• [Given records]
+ + + + +

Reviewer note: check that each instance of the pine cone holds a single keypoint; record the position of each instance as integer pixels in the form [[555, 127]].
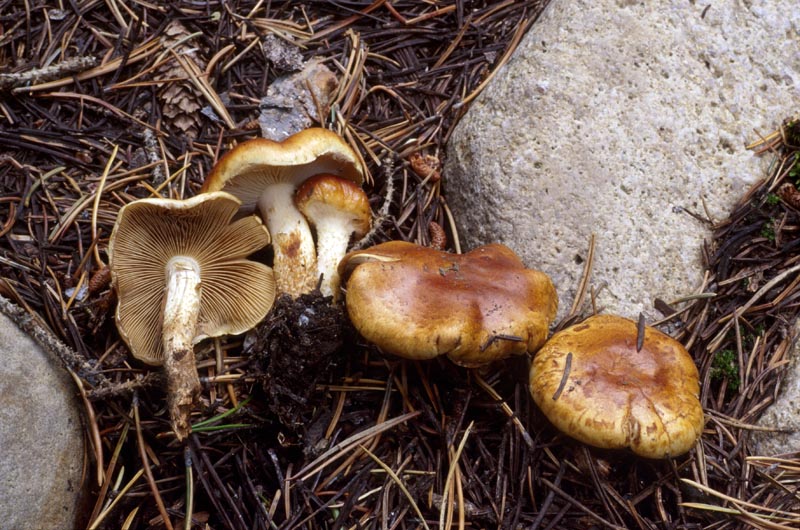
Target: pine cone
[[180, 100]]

+ + + + +

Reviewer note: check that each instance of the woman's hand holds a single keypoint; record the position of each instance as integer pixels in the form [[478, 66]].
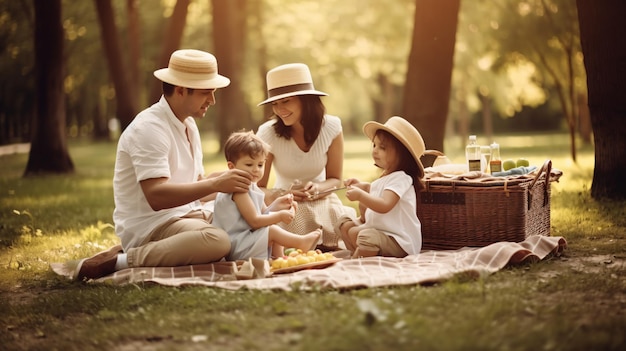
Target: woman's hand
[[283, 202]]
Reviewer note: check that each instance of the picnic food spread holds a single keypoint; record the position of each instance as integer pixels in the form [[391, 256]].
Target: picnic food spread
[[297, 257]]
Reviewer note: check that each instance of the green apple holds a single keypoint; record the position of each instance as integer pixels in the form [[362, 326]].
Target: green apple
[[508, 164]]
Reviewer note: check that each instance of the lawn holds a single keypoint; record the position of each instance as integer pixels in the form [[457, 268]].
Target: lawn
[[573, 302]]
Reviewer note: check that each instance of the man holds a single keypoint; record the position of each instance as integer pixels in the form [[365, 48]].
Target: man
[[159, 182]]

+ + + + +

• [Exercise]
Look over the records above and copy each line that includes the string "position".

• [Answer for the task]
Reviewer note: check that each instance of the pine cone holds a single keypoint; record the position of each instance as integer pixels in the form [[555, 127]].
Reviewer note: check that each instance of the woman's hand holds a single keypoint; record the position of each instance as integer pixels in the form [[478, 66]].
Reviewer note: check that each instance of the picnic food spread holds a single keypoint; record the position of each instance as integer pixels in the form [[391, 256]].
Reviewer note: check that each instance of the green apple holds a single keypoint; record the position of each instance as integer pixels in the form [[362, 326]].
Reviewer note: check that each instance of the lawn holds a single keypoint; record the position of each instance as integer pixels in the form [[457, 268]].
Reviewer note: check that each instance of the man holds a single keypoint; record the position of each instance as integer pixels in the form [[365, 48]].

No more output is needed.